Records shown:
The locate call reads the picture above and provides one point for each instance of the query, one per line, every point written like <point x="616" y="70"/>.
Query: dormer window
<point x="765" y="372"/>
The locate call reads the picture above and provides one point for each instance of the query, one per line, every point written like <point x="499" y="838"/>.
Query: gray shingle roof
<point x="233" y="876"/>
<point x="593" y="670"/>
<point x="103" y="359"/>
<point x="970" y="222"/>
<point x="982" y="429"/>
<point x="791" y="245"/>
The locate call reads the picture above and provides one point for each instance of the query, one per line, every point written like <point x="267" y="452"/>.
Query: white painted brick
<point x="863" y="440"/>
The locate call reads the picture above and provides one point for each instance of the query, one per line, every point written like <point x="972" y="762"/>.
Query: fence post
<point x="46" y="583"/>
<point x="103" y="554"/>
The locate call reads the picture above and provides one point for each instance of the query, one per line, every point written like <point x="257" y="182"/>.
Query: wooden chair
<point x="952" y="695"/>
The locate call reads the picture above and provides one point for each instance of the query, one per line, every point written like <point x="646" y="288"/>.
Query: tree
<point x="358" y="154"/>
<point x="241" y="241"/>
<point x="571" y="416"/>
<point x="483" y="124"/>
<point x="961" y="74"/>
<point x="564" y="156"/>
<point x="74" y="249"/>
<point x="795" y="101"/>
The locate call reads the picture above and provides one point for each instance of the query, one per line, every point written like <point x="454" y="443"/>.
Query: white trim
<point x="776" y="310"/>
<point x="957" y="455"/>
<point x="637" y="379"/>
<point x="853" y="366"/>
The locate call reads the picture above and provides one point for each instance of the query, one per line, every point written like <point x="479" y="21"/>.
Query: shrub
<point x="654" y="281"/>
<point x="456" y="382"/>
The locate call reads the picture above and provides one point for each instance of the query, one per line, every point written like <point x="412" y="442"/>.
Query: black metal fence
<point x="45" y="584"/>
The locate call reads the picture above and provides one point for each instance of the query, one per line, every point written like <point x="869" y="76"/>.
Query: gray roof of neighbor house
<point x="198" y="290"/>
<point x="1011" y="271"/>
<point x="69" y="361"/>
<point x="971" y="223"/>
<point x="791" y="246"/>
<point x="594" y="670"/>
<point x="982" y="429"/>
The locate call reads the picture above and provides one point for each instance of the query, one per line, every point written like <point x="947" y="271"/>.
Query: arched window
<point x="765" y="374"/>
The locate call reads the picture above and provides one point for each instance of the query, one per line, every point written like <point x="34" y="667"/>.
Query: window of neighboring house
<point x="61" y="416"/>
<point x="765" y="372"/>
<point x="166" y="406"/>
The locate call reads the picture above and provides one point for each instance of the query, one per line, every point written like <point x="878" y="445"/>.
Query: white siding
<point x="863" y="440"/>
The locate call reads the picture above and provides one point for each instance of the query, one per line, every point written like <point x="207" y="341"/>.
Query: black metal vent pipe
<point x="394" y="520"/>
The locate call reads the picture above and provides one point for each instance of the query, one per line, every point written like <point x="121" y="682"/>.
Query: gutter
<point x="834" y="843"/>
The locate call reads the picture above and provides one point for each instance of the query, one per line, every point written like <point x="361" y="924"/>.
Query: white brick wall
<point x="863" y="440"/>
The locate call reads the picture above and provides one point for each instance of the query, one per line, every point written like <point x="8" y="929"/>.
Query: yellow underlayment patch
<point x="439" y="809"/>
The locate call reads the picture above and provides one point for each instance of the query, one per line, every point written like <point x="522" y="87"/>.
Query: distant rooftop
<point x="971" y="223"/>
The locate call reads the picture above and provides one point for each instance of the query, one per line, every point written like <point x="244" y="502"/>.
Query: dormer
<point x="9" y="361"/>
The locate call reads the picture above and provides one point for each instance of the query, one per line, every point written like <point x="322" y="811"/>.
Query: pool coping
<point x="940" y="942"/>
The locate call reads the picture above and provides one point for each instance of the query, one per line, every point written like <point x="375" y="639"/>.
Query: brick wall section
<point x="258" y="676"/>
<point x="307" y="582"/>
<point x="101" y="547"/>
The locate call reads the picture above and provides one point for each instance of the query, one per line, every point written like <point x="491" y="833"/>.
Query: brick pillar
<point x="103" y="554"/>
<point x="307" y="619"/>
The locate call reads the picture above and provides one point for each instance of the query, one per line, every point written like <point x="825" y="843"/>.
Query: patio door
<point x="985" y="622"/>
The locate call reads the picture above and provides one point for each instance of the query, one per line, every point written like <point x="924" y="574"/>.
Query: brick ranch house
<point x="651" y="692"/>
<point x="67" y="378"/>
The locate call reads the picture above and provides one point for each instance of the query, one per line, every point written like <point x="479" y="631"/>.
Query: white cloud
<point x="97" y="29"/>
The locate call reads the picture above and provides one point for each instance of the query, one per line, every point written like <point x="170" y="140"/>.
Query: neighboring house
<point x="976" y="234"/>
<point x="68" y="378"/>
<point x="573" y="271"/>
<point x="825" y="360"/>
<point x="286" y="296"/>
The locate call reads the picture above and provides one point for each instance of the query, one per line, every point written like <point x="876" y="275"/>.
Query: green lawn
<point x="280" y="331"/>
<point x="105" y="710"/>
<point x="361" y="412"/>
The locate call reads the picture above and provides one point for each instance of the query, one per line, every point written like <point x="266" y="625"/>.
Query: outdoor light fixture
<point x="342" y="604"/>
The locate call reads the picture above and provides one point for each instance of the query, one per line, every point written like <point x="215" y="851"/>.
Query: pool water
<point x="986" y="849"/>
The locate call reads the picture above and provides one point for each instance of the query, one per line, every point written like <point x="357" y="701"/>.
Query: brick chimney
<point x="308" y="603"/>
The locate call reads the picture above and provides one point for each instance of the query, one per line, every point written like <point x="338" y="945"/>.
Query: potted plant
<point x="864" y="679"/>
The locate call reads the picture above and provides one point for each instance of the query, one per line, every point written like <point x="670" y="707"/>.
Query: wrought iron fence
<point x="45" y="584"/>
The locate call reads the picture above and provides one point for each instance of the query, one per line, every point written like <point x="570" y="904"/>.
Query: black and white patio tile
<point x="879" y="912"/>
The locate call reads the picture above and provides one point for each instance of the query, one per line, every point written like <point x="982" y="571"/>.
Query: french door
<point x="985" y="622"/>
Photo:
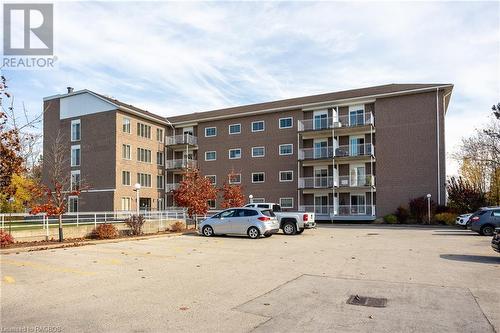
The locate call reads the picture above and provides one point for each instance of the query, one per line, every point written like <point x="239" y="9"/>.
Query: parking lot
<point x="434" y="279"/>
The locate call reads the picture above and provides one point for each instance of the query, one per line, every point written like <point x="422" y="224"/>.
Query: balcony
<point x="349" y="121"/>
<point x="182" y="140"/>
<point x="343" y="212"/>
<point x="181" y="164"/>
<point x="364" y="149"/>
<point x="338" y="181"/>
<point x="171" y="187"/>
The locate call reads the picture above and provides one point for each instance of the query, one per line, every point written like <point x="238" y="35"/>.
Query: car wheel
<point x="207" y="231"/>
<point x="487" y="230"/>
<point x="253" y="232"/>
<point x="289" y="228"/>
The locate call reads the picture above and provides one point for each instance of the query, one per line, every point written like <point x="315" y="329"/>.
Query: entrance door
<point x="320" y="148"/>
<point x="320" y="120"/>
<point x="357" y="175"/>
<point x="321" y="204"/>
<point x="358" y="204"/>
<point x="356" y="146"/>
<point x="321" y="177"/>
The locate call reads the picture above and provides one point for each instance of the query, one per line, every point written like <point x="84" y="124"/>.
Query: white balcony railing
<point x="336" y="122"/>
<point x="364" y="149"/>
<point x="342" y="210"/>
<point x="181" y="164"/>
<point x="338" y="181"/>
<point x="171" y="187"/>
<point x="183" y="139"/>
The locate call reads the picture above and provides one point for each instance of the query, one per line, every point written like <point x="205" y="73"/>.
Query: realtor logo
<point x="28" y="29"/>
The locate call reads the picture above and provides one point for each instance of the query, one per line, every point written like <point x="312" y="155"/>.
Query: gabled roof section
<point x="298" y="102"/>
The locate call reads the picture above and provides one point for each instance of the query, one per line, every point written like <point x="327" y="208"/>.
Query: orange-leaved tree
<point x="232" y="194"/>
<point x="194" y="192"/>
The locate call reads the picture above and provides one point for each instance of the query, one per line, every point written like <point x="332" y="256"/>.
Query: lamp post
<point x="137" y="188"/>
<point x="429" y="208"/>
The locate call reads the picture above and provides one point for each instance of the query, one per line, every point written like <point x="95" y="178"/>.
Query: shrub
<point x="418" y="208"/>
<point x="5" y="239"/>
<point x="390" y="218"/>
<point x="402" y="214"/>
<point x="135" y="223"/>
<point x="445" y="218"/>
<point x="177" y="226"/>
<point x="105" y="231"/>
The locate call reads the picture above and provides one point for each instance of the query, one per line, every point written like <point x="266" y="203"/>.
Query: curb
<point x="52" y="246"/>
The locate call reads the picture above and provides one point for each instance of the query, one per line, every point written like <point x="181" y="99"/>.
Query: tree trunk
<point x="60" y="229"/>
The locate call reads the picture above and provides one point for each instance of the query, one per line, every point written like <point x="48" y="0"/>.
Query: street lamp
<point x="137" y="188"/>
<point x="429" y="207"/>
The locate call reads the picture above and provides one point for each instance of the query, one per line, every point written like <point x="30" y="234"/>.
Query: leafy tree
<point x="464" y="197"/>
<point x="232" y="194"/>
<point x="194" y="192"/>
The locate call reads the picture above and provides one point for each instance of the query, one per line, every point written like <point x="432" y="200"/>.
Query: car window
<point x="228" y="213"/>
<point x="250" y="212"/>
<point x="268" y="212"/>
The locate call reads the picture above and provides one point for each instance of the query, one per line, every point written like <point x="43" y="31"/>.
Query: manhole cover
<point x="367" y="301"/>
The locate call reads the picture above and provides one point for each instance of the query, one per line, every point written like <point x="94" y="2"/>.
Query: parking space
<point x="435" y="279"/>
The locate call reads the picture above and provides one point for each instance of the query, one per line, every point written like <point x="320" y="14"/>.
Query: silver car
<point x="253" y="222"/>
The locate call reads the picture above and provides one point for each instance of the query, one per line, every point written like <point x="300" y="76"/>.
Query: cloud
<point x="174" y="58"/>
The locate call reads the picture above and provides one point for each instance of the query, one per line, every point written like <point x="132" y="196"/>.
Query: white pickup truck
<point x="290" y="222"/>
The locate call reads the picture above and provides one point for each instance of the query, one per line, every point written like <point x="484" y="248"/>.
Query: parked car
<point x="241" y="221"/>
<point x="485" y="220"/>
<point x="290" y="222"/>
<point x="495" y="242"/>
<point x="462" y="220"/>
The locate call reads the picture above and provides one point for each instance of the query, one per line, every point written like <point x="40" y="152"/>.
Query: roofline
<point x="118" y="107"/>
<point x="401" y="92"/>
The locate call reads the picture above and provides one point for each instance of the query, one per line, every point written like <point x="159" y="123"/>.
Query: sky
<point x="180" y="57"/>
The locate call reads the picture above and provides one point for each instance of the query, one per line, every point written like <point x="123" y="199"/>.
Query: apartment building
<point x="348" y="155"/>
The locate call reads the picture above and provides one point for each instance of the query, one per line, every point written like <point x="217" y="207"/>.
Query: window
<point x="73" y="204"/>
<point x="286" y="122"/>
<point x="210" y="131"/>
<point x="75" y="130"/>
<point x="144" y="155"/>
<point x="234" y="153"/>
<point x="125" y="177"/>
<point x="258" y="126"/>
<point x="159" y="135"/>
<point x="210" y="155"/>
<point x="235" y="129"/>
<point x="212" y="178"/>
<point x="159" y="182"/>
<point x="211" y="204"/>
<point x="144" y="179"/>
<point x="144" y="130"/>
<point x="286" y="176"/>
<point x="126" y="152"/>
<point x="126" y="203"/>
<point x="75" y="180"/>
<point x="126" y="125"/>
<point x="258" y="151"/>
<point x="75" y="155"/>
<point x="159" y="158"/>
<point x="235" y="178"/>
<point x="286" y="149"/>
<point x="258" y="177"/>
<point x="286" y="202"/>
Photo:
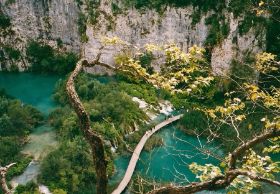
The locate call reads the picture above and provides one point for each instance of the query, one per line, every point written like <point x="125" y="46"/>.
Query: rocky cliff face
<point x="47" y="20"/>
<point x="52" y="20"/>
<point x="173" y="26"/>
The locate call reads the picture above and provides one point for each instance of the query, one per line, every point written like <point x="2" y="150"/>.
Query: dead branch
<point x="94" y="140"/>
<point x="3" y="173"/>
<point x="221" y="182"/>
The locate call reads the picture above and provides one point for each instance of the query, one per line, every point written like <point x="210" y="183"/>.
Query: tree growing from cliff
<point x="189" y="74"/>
* * *
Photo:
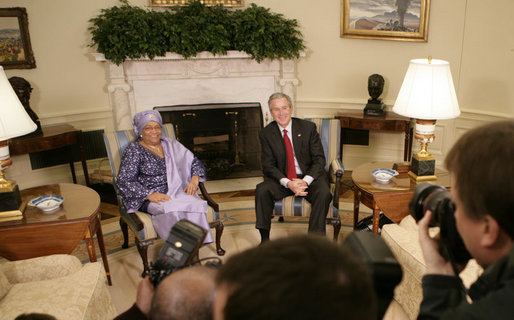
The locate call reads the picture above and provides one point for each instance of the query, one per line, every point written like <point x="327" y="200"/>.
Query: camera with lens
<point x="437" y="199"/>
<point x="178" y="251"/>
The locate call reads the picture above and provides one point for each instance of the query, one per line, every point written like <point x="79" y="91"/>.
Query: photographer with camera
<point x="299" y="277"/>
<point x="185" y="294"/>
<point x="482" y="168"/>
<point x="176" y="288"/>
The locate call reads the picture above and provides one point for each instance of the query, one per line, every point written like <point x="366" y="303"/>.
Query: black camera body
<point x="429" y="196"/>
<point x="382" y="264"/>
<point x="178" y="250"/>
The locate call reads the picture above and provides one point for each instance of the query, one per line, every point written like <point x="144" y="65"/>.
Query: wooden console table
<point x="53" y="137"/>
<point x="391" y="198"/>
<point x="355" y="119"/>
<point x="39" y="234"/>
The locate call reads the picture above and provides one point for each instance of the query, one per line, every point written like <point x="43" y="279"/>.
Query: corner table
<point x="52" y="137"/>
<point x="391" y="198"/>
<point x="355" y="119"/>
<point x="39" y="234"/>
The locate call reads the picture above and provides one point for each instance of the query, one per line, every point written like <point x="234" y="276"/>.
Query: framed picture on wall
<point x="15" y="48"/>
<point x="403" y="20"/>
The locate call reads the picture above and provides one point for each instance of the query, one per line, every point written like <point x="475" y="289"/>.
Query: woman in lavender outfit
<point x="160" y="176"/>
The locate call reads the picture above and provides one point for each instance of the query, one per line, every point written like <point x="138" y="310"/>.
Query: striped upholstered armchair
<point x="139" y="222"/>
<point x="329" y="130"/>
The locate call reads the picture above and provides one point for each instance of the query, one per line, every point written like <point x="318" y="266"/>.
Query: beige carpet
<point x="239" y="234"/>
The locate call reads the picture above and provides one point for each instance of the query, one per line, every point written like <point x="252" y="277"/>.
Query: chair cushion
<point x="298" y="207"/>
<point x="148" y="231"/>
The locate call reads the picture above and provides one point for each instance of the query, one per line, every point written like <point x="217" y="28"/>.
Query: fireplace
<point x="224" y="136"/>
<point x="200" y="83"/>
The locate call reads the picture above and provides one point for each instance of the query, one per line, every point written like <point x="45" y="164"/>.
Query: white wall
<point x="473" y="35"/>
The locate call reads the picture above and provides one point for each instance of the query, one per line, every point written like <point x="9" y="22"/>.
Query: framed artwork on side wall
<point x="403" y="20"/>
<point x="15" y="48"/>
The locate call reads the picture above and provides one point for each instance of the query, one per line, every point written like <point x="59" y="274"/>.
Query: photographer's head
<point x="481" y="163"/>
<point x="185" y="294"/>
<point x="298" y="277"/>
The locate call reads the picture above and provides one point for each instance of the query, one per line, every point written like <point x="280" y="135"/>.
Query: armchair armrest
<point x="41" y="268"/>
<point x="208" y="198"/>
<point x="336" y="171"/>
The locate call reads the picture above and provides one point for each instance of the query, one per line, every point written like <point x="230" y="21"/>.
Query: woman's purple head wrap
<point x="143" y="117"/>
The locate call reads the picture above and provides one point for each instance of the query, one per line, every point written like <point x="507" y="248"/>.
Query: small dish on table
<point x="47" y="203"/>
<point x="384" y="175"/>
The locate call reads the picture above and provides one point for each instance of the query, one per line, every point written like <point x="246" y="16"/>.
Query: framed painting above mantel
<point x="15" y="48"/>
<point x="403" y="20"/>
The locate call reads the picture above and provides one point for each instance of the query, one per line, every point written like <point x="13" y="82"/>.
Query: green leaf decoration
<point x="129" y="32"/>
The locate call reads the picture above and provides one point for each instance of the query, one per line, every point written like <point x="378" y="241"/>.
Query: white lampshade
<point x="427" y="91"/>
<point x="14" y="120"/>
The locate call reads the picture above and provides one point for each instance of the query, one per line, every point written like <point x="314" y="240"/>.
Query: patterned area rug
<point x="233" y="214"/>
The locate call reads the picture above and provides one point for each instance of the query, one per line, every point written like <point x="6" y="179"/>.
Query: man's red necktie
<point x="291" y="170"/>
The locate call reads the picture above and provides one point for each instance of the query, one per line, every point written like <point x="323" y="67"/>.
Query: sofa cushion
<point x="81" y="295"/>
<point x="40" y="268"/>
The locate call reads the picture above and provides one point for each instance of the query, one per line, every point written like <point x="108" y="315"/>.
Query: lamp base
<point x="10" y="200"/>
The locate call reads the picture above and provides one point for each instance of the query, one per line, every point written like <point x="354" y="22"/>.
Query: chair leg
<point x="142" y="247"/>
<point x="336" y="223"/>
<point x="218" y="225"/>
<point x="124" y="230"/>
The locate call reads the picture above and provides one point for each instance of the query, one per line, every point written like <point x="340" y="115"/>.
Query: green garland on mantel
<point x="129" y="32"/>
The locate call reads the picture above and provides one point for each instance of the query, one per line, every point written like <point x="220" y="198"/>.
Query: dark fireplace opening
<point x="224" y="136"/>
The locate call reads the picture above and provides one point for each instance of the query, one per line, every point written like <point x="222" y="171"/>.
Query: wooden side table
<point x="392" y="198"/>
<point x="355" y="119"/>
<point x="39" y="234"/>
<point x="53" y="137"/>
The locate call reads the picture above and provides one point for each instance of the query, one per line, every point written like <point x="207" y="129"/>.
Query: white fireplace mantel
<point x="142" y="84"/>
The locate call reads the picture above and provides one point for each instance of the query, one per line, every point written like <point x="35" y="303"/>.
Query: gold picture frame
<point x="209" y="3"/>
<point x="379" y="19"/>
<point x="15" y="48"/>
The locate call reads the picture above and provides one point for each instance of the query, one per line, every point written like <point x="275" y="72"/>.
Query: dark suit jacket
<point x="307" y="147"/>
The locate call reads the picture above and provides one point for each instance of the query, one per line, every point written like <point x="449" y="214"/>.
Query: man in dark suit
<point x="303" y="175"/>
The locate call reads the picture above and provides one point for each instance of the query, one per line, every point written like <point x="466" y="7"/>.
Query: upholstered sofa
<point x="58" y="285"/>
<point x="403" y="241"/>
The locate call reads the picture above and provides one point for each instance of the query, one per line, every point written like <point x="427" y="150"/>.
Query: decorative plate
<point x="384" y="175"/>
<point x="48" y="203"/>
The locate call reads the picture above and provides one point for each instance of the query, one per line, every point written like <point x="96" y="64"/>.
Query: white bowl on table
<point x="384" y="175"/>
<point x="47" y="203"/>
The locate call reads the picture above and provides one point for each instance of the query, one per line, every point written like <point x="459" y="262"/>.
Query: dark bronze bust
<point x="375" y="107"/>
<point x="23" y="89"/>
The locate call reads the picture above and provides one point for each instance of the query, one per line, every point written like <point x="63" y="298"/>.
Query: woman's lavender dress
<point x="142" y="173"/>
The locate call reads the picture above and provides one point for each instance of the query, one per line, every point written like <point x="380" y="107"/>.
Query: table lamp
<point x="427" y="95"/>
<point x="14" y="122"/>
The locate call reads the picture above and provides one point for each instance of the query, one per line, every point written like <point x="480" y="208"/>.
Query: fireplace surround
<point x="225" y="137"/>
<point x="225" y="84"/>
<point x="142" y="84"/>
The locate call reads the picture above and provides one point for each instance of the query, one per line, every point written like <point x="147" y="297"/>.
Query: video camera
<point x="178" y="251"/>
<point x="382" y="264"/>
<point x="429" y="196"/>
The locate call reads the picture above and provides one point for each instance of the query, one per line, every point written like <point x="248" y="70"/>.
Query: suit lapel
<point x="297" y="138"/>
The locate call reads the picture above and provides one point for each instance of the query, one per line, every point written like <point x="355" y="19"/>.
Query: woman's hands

Short problem: Report every line of the records above that contains the word "lavender", copying each such line in full. Case counts.

Output below:
Query: woman in lavender outfit
Query: woman's lavender dress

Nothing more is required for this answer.